▶ [Extract]:
+ + + + + + +
Like structures, modules (and signatures discussed below) are not first-class objects in O'Caml. This is in contrast to functions which are first-class objects. Modules cannot be passed as arguments to a function nor resturned as results of a function.

Signatures

To successfully develop large programs, we need more than the ability to group related operations together in a module. We need to be able to use the compiler to enforce the separation between different modules, which prevents bad things from happening. Signatures are the mechanism that enforces this separation.

Signature declarations that have the following syntax:

module type SIGNAME = sig definitions end

By convention the signature name SIGNAME is all in capital letters. The definitions of a signature declare a set of types and values that any module implementing it must provide. The definitions of a signature may be type definitions, val definitions to define the type signature of a name, and exception definitions to specify exceptions that module can raise.

A module that implements a particular signature specifies the name of that signature in its definition, after the module name and separated by a : as with types. The signature must be defined before the module is defined.
+ + + + + + +
(Items drawn from a data source)
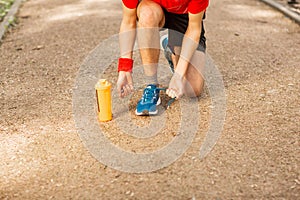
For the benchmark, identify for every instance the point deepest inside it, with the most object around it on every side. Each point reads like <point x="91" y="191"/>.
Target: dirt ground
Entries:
<point x="257" y="156"/>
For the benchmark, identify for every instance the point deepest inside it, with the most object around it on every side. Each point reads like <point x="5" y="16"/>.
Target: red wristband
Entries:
<point x="125" y="64"/>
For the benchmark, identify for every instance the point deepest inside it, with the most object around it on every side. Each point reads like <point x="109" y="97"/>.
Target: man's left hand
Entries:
<point x="176" y="86"/>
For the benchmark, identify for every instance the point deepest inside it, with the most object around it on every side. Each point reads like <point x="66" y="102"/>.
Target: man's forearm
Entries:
<point x="127" y="33"/>
<point x="190" y="42"/>
<point x="189" y="45"/>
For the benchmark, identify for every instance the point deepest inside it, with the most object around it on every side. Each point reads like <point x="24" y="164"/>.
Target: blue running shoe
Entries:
<point x="150" y="99"/>
<point x="167" y="51"/>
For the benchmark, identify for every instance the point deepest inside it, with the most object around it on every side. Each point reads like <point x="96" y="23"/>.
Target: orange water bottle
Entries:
<point x="103" y="95"/>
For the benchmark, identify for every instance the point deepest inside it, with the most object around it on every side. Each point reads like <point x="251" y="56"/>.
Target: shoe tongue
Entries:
<point x="150" y="86"/>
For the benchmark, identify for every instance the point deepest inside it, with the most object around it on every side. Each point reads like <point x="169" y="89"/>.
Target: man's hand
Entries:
<point x="176" y="86"/>
<point x="125" y="84"/>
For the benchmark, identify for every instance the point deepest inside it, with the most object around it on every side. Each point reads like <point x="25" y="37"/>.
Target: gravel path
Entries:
<point x="257" y="157"/>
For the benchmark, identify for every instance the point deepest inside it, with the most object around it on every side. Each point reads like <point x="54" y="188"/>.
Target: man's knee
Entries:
<point x="194" y="91"/>
<point x="150" y="15"/>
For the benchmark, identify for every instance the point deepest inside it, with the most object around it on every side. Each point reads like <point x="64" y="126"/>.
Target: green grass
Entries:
<point x="4" y="8"/>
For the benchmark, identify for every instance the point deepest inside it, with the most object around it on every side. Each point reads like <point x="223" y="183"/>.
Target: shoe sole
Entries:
<point x="147" y="112"/>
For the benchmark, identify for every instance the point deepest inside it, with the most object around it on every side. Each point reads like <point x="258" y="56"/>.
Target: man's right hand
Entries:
<point x="125" y="83"/>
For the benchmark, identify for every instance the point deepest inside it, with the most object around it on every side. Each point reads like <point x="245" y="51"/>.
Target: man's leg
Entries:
<point x="194" y="79"/>
<point x="150" y="19"/>
<point x="194" y="76"/>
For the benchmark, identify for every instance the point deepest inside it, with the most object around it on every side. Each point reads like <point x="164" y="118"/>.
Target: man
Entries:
<point x="186" y="40"/>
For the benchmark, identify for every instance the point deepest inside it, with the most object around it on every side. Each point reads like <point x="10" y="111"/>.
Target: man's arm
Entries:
<point x="190" y="42"/>
<point x="127" y="32"/>
<point x="126" y="39"/>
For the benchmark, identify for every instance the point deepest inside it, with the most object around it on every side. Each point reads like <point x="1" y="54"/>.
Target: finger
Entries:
<point x="125" y="93"/>
<point x="129" y="90"/>
<point x="120" y="91"/>
<point x="131" y="87"/>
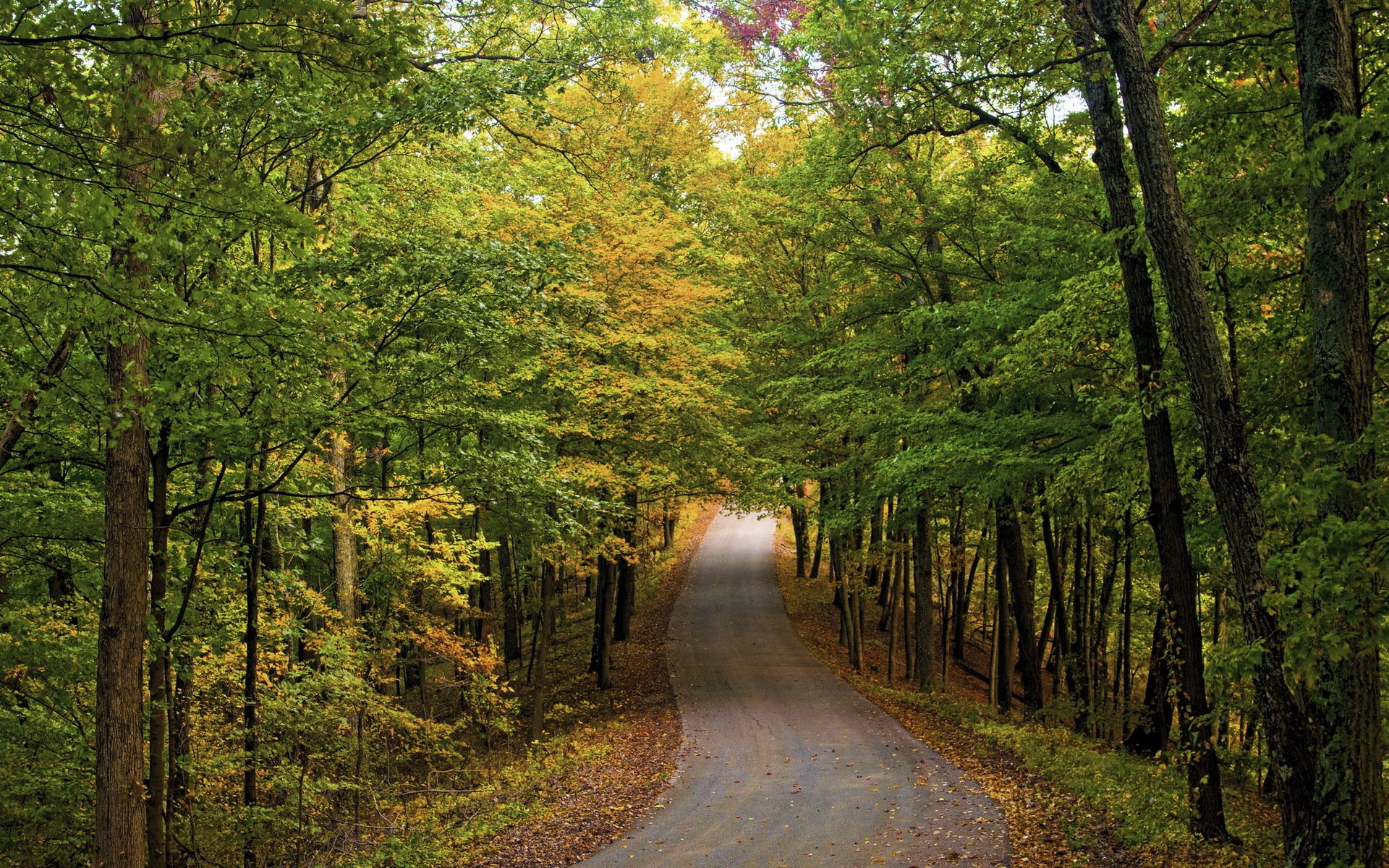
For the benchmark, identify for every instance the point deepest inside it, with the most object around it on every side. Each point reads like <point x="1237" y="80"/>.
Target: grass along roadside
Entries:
<point x="1069" y="800"/>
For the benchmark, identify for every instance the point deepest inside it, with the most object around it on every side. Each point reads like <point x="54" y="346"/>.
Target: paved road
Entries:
<point x="783" y="763"/>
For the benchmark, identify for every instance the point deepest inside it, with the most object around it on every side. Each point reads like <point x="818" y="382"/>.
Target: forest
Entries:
<point x="368" y="365"/>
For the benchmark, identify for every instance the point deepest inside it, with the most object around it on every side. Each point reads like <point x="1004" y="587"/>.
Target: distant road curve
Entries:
<point x="783" y="763"/>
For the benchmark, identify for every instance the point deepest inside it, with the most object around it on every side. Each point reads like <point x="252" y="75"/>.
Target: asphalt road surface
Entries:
<point x="783" y="763"/>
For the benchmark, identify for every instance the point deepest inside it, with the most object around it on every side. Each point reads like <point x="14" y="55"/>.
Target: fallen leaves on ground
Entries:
<point x="641" y="726"/>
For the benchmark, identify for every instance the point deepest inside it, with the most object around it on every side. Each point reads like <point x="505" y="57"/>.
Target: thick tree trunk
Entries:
<point x="120" y="764"/>
<point x="925" y="663"/>
<point x="605" y="596"/>
<point x="156" y="799"/>
<point x="626" y="573"/>
<point x="1221" y="424"/>
<point x="1348" y="810"/>
<point x="253" y="539"/>
<point x="1167" y="516"/>
<point x="120" y="750"/>
<point x="1021" y="599"/>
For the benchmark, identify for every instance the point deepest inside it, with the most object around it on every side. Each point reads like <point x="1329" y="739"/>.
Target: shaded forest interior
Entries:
<point x="367" y="360"/>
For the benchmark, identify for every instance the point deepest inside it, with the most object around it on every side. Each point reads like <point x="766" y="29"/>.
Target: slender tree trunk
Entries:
<point x="156" y="799"/>
<point x="181" y="745"/>
<point x="799" y="528"/>
<point x="510" y="602"/>
<point x="253" y="531"/>
<point x="1221" y="424"/>
<point x="1348" y="810"/>
<point x="30" y="399"/>
<point x="540" y="656"/>
<point x="1020" y="595"/>
<point x="1001" y="677"/>
<point x="344" y="535"/>
<point x="626" y="573"/>
<point x="605" y="597"/>
<point x="1078" y="671"/>
<point x="925" y="670"/>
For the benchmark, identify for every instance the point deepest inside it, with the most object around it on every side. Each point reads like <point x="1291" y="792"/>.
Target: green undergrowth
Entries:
<point x="1145" y="798"/>
<point x="456" y="828"/>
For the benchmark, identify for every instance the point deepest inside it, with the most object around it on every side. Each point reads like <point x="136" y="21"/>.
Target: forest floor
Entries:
<point x="1067" y="800"/>
<point x="613" y="752"/>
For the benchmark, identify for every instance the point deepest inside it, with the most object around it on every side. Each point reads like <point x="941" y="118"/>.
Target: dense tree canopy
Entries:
<point x="354" y="344"/>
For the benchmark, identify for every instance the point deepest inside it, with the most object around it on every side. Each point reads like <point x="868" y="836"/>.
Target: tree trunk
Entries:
<point x="799" y="528"/>
<point x="600" y="661"/>
<point x="540" y="656"/>
<point x="1078" y="671"/>
<point x="1221" y="424"/>
<point x="156" y="799"/>
<point x="925" y="668"/>
<point x="345" y="538"/>
<point x="626" y="573"/>
<point x="1001" y="676"/>
<point x="1020" y="595"/>
<point x="253" y="531"/>
<point x="510" y="602"/>
<point x="1167" y="514"/>
<point x="1348" y="812"/>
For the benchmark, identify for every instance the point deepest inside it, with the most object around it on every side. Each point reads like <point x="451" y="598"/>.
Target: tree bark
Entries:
<point x="30" y="399"/>
<point x="1021" y="599"/>
<point x="1167" y="514"/>
<point x="345" y="538"/>
<point x="156" y="795"/>
<point x="925" y="664"/>
<point x="626" y="571"/>
<point x="600" y="661"/>
<point x="1349" y="806"/>
<point x="1221" y="424"/>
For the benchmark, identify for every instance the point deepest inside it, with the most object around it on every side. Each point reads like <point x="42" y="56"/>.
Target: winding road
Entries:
<point x="783" y="763"/>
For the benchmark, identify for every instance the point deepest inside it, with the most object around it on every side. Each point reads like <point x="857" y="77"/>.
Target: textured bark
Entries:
<point x="540" y="656"/>
<point x="1349" y="799"/>
<point x="1078" y="655"/>
<point x="626" y="573"/>
<point x="1218" y="417"/>
<point x="605" y="595"/>
<point x="1021" y="600"/>
<point x="927" y="664"/>
<point x="510" y="603"/>
<point x="344" y="535"/>
<point x="120" y="750"/>
<point x="30" y="399"/>
<point x="120" y="762"/>
<point x="253" y="542"/>
<point x="1058" y="593"/>
<point x="1001" y="659"/>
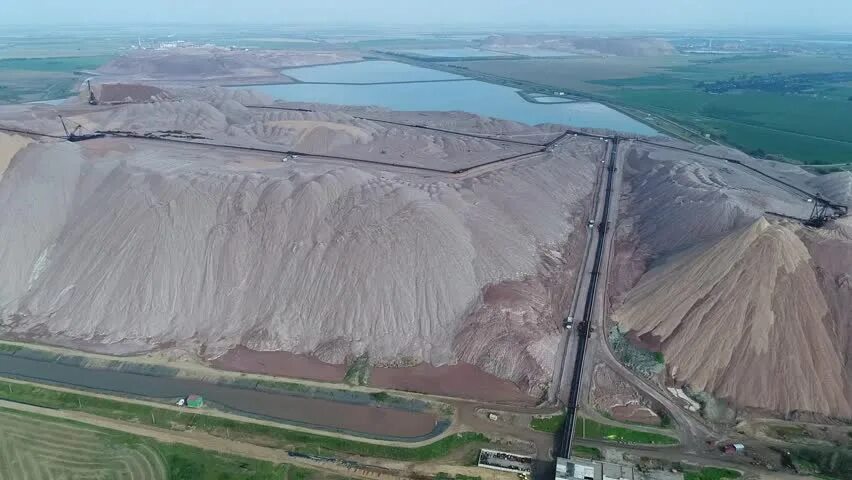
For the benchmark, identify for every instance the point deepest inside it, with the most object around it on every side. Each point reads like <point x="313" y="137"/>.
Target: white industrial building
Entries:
<point x="579" y="469"/>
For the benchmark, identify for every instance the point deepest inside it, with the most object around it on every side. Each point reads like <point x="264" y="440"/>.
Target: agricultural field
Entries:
<point x="249" y="432"/>
<point x="34" y="447"/>
<point x="793" y="108"/>
<point x="38" y="79"/>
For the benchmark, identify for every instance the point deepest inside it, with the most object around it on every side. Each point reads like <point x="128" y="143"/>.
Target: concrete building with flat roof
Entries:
<point x="581" y="469"/>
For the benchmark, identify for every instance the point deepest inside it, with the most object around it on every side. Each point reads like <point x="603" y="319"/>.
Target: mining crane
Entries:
<point x="75" y="135"/>
<point x="92" y="99"/>
<point x="824" y="211"/>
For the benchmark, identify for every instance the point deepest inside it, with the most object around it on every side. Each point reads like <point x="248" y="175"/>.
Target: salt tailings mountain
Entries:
<point x="409" y="245"/>
<point x="124" y="245"/>
<point x="745" y="305"/>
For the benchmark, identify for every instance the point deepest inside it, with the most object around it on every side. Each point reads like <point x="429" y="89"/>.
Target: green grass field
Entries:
<point x="585" y="428"/>
<point x="38" y="78"/>
<point x="586" y="452"/>
<point x="711" y="473"/>
<point x="34" y="446"/>
<point x="258" y="434"/>
<point x="805" y="128"/>
<point x="593" y="430"/>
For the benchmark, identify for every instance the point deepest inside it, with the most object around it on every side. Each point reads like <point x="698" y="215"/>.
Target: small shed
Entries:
<point x="733" y="448"/>
<point x="194" y="401"/>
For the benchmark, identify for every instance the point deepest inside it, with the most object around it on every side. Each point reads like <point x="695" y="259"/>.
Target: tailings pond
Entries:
<point x="339" y="411"/>
<point x="352" y="84"/>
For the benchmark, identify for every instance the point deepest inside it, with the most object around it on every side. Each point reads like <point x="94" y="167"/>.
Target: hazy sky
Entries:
<point x="635" y="14"/>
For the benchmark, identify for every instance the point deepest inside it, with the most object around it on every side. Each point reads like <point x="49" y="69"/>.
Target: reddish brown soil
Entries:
<point x="121" y="92"/>
<point x="461" y="380"/>
<point x="280" y="364"/>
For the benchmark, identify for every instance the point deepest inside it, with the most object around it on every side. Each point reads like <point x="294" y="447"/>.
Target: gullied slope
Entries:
<point x="133" y="245"/>
<point x="752" y="318"/>
<point x="9" y="146"/>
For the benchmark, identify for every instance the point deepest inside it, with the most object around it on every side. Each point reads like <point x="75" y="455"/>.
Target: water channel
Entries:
<point x="350" y="84"/>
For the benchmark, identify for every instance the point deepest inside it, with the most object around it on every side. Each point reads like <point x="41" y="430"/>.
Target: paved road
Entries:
<point x="583" y="328"/>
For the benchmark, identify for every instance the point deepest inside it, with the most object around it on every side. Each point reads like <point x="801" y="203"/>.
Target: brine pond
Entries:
<point x="432" y="90"/>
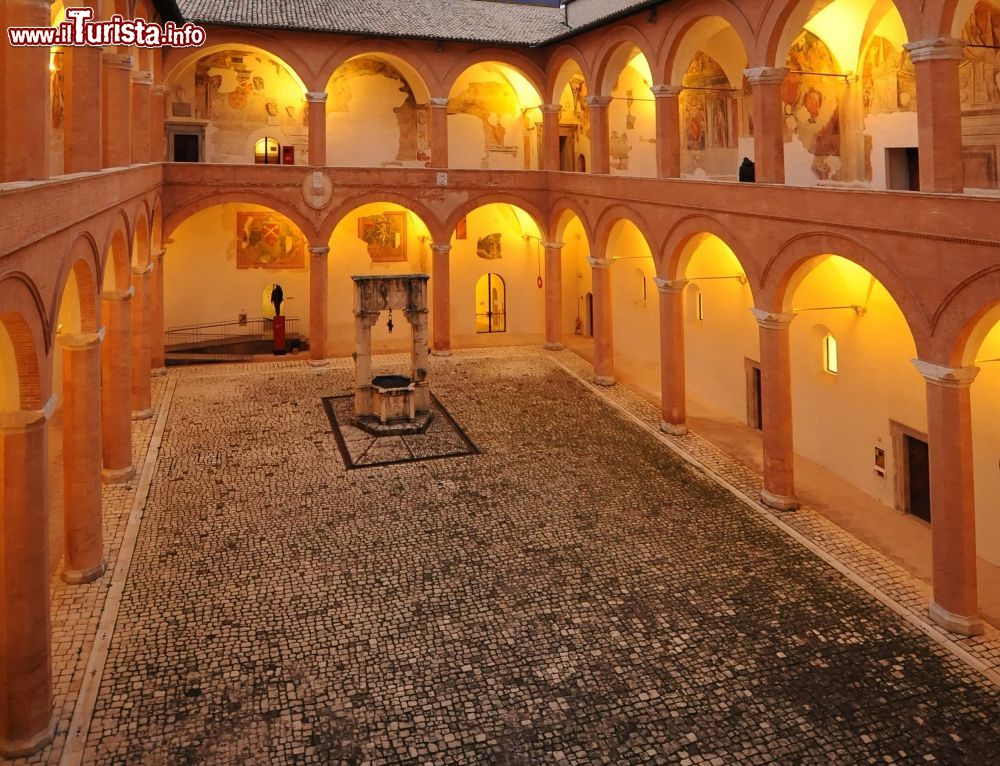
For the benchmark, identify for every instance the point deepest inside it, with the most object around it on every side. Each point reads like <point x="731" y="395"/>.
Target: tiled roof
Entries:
<point x="464" y="20"/>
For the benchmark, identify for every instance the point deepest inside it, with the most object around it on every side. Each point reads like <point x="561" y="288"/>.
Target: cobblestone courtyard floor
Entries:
<point x="574" y="594"/>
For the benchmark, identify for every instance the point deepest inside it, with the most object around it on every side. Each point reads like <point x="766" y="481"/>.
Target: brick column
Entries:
<point x="142" y="83"/>
<point x="142" y="393"/>
<point x="83" y="559"/>
<point x="600" y="141"/>
<point x="550" y="136"/>
<point x="318" y="303"/>
<point x="24" y="81"/>
<point x="673" y="393"/>
<point x="317" y="127"/>
<point x="157" y="116"/>
<point x="768" y="129"/>
<point x="116" y="387"/>
<point x="604" y="352"/>
<point x="553" y="295"/>
<point x="437" y="115"/>
<point x="939" y="116"/>
<point x="668" y="130"/>
<point x="953" y="505"/>
<point x="776" y="407"/>
<point x="441" y="296"/>
<point x="25" y="632"/>
<point x="157" y="353"/>
<point x="82" y="124"/>
<point x="116" y="110"/>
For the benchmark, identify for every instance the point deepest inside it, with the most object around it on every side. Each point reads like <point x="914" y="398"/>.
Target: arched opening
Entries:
<point x="571" y="92"/>
<point x="491" y="304"/>
<point x="502" y="239"/>
<point x="842" y="128"/>
<point x="714" y="113"/>
<point x="494" y="119"/>
<point x="631" y="113"/>
<point x="721" y="346"/>
<point x="377" y="238"/>
<point x="223" y="100"/>
<point x="222" y="259"/>
<point x="979" y="83"/>
<point x="377" y="114"/>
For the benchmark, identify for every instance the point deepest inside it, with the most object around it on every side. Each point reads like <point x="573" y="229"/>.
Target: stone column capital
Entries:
<point x="766" y="75"/>
<point x="772" y="320"/>
<point x="667" y="91"/>
<point x="80" y="341"/>
<point x="950" y="377"/>
<point x="27" y="420"/>
<point x="597" y="102"/>
<point x="667" y="286"/>
<point x="118" y="295"/>
<point x="936" y="49"/>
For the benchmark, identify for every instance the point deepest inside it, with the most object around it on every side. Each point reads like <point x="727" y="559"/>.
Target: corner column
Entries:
<point x="441" y="297"/>
<point x="157" y="351"/>
<point x="955" y="604"/>
<point x="550" y="136"/>
<point x="604" y="352"/>
<point x="776" y="410"/>
<point x="668" y="130"/>
<point x="82" y="127"/>
<point x="318" y="303"/>
<point x="438" y="118"/>
<point x="768" y="130"/>
<point x="600" y="141"/>
<point x="317" y="127"/>
<point x="24" y="83"/>
<point x="116" y="111"/>
<point x="939" y="113"/>
<point x="83" y="559"/>
<point x="26" y="722"/>
<point x="142" y="83"/>
<point x="673" y="393"/>
<point x="141" y="360"/>
<point x="116" y="387"/>
<point x="553" y="295"/>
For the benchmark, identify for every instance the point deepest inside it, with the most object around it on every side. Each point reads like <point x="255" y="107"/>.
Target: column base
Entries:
<point x="79" y="577"/>
<point x="117" y="475"/>
<point x="21" y="747"/>
<point x="674" y="429"/>
<point x="779" y="502"/>
<point x="955" y="623"/>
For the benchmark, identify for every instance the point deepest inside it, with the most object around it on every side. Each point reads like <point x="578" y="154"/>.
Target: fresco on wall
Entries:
<point x="414" y="135"/>
<point x="385" y="235"/>
<point x="489" y="247"/>
<point x="268" y="241"/>
<point x="707" y="105"/>
<point x="811" y="103"/>
<point x="979" y="83"/>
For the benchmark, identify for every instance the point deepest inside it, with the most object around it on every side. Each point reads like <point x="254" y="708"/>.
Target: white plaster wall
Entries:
<point x="202" y="284"/>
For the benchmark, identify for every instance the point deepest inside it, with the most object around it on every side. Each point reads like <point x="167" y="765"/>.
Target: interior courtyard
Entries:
<point x="712" y="346"/>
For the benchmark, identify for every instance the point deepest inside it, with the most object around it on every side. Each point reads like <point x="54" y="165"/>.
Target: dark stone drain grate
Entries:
<point x="442" y="438"/>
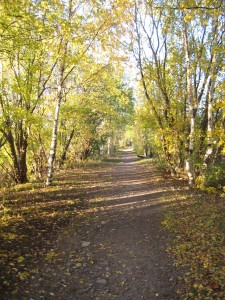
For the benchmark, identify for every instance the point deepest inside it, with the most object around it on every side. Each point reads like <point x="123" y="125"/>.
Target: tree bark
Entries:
<point x="53" y="147"/>
<point x="63" y="157"/>
<point x="189" y="165"/>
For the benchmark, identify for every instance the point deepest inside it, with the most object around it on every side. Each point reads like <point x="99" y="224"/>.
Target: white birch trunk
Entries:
<point x="53" y="146"/>
<point x="108" y="146"/>
<point x="209" y="148"/>
<point x="189" y="160"/>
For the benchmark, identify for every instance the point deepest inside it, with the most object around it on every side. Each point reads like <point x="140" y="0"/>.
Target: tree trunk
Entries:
<point x="63" y="157"/>
<point x="189" y="165"/>
<point x="19" y="159"/>
<point x="53" y="146"/>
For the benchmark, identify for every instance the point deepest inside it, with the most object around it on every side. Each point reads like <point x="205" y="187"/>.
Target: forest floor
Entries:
<point x="95" y="234"/>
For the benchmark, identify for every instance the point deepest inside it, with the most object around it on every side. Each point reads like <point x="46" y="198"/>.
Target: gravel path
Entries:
<point x="117" y="247"/>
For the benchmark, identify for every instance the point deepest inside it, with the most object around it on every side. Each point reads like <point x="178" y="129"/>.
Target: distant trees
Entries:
<point x="56" y="92"/>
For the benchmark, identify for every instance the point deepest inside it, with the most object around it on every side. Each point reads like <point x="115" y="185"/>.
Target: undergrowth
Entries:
<point x="199" y="228"/>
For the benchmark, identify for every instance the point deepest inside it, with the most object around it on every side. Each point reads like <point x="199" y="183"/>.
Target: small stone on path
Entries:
<point x="86" y="244"/>
<point x="102" y="281"/>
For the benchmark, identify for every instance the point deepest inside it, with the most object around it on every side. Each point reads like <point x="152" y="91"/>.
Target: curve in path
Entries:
<point x="120" y="247"/>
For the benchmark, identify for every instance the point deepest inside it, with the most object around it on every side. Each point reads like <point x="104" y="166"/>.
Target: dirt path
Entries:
<point x="116" y="250"/>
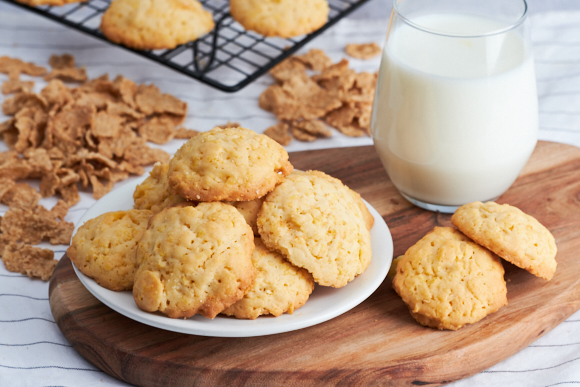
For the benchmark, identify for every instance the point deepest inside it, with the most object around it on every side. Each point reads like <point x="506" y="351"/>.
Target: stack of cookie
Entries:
<point x="228" y="227"/>
<point x="455" y="277"/>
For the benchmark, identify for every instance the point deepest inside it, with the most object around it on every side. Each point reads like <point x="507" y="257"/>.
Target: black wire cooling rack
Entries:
<point x="228" y="58"/>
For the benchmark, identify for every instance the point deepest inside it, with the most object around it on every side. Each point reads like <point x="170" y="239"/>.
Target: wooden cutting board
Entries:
+ + + + + + +
▶ [What to work on]:
1) In the passage on O'Caml modules, how is a signature name written by convention?
2) Pick out every line of the entries that contains the string "building", treating uppercase and lowercase as distinct.
These entries bear no relation to the passage.

▶ [Solutions to each task]:
1) In all capital letters.

2)
Target: white industrial building
Target: concrete building with flat roof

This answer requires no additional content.